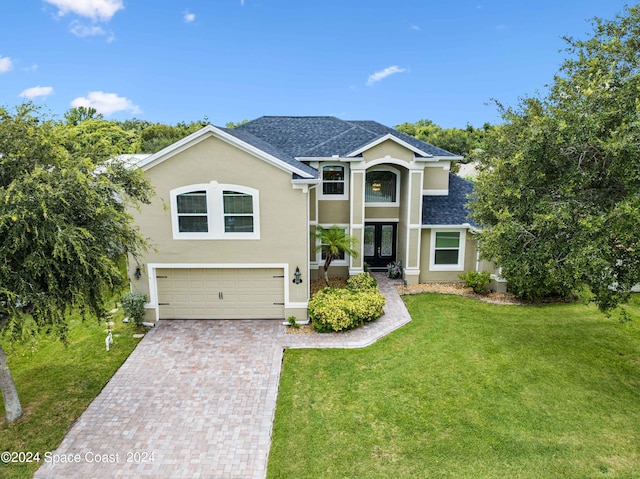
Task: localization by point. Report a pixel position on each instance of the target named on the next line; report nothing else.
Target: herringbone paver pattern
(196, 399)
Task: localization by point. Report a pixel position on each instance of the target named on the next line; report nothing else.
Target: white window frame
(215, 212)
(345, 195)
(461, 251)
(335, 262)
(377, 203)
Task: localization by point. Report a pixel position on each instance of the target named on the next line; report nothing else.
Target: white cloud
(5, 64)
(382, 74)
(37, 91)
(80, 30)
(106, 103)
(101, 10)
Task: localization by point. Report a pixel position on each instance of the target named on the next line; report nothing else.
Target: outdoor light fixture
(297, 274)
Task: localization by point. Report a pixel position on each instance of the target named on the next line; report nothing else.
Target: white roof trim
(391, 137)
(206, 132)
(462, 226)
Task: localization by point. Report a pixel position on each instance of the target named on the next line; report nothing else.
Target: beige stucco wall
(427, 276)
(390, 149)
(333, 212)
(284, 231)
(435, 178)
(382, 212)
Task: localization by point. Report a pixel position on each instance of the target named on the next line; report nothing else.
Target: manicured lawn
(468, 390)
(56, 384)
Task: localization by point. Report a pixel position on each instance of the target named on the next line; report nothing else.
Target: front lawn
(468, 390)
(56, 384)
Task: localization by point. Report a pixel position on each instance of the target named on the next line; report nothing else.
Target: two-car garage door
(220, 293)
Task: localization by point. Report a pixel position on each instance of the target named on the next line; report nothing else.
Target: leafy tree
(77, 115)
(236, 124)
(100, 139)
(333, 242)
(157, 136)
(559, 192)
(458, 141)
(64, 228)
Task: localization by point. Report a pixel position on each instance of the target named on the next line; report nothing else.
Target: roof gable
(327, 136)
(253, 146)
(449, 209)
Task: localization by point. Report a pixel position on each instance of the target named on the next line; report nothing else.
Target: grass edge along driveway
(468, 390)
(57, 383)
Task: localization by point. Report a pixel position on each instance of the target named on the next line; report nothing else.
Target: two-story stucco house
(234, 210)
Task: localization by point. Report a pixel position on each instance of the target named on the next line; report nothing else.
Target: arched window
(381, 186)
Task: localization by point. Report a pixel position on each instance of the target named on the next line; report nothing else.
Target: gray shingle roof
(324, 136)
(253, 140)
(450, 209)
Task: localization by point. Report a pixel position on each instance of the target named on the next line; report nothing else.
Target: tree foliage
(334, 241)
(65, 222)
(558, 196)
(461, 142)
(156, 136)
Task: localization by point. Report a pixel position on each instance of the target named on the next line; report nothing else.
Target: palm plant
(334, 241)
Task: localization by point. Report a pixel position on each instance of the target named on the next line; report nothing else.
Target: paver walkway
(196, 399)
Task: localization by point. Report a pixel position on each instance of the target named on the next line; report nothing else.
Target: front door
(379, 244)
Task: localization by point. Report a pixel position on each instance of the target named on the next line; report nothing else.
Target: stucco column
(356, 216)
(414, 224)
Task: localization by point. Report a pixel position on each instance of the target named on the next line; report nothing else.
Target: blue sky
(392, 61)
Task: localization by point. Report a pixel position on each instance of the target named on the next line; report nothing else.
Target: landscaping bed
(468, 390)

☆ ☆ ☆ ☆ ☆

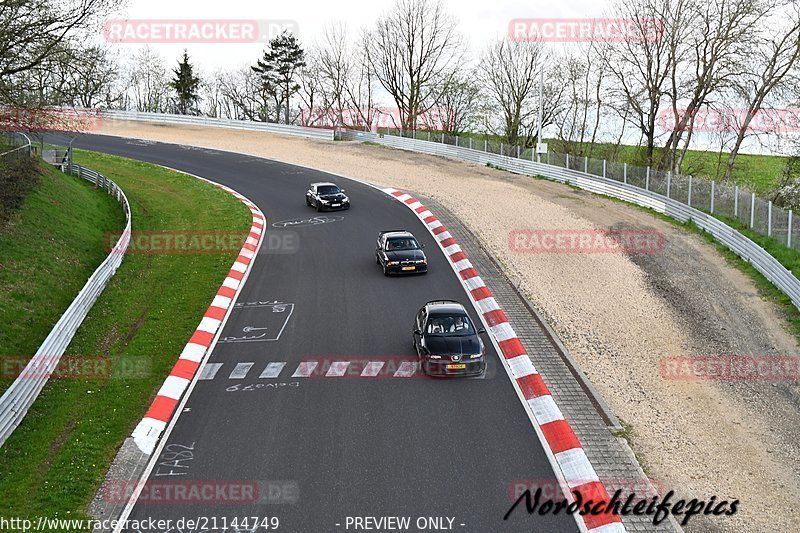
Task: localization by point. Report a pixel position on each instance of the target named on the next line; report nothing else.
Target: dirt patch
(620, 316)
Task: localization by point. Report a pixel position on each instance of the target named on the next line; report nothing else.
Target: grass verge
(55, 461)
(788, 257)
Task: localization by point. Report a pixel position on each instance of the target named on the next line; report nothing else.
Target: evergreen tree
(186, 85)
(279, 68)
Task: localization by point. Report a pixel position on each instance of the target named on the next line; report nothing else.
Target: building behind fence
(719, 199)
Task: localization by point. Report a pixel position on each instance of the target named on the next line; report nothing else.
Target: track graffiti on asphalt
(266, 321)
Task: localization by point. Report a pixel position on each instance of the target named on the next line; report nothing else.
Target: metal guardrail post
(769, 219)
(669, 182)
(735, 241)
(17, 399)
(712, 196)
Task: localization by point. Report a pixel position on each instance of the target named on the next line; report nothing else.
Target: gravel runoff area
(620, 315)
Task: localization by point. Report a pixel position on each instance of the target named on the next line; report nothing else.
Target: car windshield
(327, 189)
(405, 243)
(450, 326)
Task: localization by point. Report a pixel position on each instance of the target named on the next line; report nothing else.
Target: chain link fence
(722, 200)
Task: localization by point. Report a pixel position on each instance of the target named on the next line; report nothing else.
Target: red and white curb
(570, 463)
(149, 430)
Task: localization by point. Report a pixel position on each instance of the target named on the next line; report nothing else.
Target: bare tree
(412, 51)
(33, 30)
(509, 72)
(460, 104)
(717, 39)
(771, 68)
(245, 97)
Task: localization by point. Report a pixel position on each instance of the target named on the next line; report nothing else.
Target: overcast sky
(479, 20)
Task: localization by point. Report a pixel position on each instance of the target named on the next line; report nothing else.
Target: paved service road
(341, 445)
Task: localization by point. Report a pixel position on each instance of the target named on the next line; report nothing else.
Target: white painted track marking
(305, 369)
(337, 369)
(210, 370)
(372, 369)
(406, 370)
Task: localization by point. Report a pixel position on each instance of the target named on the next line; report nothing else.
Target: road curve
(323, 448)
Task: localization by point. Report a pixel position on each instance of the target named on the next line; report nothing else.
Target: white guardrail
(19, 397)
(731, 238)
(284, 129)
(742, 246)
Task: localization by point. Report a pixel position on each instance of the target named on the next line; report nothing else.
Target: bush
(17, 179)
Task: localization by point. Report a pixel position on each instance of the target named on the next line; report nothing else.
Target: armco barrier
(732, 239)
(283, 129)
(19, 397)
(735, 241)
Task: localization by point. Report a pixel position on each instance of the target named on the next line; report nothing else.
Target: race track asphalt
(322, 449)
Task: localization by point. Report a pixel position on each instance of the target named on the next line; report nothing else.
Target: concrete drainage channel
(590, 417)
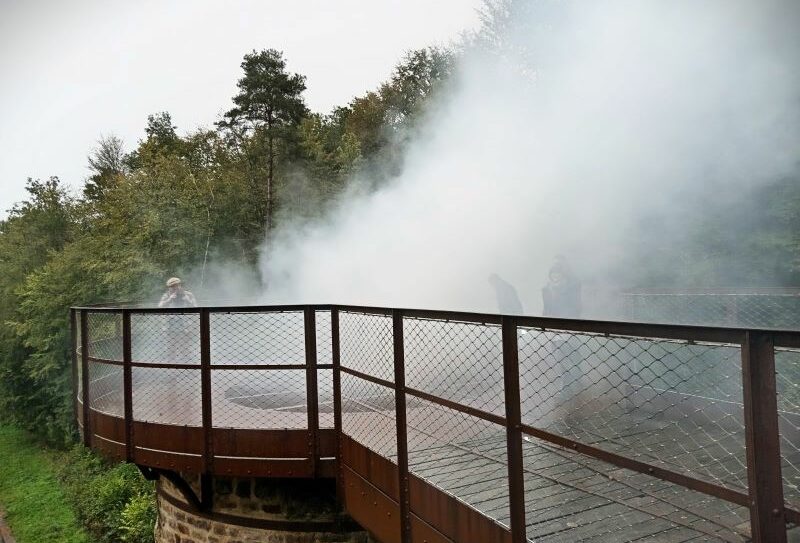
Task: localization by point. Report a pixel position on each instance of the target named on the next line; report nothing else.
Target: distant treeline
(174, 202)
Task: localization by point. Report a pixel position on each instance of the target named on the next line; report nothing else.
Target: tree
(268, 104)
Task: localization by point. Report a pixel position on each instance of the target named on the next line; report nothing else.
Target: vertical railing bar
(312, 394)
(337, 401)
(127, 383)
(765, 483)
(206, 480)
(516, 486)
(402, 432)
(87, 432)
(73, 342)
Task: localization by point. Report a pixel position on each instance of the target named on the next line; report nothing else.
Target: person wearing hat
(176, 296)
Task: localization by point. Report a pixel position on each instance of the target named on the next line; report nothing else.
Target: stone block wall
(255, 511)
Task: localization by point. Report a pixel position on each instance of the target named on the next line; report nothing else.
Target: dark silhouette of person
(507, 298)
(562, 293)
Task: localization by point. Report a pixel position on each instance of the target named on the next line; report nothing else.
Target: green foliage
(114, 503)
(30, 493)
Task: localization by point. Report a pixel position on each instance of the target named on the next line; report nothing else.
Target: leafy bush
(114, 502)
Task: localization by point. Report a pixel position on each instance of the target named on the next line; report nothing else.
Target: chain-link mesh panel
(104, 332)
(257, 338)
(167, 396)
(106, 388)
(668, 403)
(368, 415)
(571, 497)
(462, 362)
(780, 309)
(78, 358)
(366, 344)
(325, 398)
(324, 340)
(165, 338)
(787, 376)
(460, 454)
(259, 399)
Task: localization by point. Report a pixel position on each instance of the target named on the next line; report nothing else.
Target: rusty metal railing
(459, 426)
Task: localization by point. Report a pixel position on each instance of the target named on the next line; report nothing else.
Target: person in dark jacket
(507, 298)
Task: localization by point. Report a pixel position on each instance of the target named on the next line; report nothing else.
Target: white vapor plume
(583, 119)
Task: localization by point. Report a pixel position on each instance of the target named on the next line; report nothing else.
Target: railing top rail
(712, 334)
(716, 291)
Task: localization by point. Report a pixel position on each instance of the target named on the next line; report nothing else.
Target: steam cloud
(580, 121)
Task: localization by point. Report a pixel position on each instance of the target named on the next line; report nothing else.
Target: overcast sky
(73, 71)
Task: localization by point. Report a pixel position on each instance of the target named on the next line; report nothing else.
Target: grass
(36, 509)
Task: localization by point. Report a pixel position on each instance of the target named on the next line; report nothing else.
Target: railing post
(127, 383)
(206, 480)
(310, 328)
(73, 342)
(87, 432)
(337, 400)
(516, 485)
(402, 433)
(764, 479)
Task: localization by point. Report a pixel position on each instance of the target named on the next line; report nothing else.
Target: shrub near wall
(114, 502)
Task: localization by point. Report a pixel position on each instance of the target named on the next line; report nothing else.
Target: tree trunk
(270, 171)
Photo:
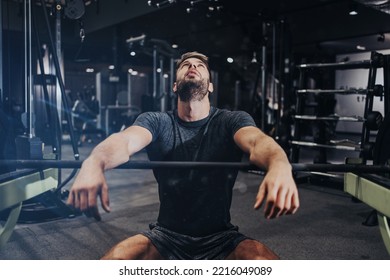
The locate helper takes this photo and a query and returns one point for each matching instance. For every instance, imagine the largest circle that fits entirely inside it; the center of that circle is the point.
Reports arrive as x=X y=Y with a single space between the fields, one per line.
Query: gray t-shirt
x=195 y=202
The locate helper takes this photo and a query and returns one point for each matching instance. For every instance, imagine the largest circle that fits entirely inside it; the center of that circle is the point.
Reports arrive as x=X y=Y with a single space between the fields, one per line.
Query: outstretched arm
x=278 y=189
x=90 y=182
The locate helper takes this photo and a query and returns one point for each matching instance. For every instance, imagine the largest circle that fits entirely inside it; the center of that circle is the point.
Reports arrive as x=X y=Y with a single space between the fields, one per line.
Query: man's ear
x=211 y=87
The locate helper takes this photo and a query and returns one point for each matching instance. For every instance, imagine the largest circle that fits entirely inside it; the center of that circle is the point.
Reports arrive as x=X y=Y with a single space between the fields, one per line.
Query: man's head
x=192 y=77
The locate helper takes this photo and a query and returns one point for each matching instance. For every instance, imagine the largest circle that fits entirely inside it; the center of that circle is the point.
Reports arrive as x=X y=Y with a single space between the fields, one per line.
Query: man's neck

☆ ☆ ☆ ☆ ☆

TO DO >>
Return only the stretch of the material above from the line holding "Query: man's head" through the line holding "Query: man's neck", copied exactly.

SOLUTION FOR THIS TASK >>
Query: man's head
x=192 y=77
The locate helper takes this photo and a query and returns one point for each matching instance. For every instance, imagine the largest circle that fits entirely inside it; the center of that circle is the point.
Reports arrive as x=X y=Y with a single space between the fields, one per line.
Query: man's neck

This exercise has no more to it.